Nothing but the lines from the top of the following entries through the line with "yellow and green beanie" should be printed, exactly as they are.

========================================

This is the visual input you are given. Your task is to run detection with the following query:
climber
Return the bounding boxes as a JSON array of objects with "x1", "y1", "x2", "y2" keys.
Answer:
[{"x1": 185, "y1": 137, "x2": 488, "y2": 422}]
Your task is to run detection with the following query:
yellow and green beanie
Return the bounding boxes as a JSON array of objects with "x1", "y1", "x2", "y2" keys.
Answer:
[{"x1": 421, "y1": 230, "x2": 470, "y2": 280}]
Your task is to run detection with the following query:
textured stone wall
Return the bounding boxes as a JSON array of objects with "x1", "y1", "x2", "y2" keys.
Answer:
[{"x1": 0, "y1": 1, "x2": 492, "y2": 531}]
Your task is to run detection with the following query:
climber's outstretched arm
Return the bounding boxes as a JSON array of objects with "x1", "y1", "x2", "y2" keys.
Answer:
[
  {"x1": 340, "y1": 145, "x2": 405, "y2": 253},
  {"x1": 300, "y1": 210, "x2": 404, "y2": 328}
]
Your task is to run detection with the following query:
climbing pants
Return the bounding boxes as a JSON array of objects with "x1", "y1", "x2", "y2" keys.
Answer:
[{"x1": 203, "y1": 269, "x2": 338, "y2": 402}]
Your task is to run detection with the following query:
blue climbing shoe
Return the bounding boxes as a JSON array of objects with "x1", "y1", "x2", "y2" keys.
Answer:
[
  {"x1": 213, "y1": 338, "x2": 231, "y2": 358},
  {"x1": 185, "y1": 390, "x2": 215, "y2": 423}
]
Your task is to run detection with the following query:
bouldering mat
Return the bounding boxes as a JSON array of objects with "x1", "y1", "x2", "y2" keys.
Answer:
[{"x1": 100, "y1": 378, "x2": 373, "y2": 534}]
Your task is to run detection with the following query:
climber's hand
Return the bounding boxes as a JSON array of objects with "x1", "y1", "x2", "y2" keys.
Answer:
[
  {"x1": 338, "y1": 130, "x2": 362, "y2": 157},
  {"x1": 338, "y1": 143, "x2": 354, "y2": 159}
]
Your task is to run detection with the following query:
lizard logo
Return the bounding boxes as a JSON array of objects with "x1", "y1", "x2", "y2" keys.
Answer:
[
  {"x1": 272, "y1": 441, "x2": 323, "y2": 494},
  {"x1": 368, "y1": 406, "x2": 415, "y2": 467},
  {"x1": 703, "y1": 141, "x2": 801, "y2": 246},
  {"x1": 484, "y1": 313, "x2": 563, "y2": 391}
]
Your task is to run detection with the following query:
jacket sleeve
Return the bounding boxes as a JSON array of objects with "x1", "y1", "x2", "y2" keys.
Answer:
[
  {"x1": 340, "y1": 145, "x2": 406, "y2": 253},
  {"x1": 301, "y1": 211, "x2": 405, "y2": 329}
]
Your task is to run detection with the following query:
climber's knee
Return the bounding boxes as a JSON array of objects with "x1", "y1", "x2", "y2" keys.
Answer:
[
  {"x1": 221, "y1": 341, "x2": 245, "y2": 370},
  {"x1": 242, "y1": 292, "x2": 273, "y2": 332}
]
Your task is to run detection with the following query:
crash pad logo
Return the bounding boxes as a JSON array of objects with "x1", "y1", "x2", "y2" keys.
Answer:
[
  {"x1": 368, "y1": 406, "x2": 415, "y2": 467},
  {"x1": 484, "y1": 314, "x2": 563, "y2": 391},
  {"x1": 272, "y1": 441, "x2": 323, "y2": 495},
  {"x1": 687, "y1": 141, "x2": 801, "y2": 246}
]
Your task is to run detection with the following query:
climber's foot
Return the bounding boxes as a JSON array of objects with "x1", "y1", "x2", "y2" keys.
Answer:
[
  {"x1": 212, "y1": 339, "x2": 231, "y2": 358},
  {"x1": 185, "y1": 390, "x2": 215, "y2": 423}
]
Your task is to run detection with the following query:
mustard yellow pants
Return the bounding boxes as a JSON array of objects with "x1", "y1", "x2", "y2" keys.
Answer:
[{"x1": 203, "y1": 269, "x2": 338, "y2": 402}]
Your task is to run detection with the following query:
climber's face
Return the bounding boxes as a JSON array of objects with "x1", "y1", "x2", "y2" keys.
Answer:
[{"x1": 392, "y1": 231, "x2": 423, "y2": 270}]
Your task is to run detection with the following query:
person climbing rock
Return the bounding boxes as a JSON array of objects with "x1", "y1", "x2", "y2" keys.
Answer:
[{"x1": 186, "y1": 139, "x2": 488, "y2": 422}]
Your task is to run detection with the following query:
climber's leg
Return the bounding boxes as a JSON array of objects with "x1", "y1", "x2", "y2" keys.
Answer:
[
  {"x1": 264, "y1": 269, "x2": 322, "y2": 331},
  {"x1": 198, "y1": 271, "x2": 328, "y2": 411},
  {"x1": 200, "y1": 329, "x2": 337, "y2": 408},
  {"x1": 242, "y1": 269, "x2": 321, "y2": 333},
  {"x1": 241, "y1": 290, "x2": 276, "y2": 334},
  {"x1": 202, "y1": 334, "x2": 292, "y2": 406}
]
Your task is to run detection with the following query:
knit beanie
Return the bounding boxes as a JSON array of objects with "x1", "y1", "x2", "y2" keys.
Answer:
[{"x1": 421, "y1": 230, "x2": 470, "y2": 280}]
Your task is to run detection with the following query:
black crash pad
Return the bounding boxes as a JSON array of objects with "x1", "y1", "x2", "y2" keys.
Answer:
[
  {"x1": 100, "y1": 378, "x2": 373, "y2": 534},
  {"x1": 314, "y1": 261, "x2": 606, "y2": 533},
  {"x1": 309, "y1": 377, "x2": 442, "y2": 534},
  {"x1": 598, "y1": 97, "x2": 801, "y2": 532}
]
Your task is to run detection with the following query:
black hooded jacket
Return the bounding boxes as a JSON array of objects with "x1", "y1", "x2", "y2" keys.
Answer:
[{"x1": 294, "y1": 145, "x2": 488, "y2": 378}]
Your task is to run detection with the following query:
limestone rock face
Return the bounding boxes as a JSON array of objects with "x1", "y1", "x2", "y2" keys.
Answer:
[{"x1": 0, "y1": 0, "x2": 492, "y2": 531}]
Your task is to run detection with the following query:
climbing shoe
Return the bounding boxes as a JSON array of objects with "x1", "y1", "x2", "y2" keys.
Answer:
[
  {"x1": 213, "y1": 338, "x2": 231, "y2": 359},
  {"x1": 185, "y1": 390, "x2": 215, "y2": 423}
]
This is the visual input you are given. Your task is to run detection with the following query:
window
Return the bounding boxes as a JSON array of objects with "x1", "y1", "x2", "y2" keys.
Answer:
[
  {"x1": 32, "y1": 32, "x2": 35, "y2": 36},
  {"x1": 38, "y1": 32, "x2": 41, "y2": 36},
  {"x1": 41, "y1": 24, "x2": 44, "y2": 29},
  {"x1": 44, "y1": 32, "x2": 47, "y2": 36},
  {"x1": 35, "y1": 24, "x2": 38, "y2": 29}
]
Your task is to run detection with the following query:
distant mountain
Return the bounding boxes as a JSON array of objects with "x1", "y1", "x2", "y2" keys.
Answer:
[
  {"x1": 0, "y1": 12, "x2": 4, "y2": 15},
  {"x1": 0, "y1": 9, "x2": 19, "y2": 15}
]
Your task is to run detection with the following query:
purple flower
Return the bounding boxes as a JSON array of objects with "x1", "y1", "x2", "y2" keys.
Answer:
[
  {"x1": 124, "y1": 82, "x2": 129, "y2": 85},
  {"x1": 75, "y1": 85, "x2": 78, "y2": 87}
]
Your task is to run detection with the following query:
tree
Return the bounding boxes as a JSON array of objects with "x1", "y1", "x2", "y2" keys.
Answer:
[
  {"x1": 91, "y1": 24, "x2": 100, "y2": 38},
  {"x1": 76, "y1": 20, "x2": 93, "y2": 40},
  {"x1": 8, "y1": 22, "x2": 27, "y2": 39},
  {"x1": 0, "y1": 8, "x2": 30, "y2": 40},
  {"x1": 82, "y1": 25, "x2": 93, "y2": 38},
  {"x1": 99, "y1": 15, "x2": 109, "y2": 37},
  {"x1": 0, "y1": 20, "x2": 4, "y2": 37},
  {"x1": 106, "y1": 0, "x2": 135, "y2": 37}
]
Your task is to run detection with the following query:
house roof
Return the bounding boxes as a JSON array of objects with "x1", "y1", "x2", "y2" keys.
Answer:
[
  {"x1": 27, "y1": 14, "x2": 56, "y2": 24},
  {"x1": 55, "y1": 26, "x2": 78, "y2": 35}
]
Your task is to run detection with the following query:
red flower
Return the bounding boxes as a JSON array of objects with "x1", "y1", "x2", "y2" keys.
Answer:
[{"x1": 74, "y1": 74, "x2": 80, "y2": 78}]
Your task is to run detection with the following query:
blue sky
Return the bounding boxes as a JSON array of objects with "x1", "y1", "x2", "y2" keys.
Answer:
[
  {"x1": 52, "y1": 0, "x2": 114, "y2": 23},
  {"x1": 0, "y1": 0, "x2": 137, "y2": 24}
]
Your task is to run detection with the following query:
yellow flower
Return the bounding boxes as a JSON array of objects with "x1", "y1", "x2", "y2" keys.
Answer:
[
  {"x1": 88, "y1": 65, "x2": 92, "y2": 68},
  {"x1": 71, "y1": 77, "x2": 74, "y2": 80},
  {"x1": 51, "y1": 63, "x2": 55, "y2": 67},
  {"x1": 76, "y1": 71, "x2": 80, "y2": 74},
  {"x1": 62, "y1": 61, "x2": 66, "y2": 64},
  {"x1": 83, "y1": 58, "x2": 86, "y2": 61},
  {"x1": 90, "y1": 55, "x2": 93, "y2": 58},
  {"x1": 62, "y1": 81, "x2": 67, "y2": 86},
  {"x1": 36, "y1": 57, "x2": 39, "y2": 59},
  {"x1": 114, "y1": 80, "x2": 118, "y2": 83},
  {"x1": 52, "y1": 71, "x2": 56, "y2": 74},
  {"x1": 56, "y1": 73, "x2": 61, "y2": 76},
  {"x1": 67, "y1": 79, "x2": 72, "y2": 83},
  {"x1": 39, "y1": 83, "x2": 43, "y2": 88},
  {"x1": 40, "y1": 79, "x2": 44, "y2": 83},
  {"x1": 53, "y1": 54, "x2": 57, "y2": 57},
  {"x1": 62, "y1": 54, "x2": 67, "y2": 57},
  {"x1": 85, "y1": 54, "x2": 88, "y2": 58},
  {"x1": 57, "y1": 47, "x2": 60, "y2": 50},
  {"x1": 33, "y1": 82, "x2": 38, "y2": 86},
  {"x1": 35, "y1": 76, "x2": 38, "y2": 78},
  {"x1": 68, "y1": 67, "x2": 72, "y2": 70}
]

========================================

> [EXERCISE RESPONSE]
This is the visual input you are given. Your task is to run detection with the following query:
climber
Return the bounding boxes as a JSON array of objects with "x1", "y1", "x2", "y2" keys.
Answer:
[{"x1": 185, "y1": 137, "x2": 488, "y2": 422}]
Your task is to run detection with the following query:
yellow and green beanie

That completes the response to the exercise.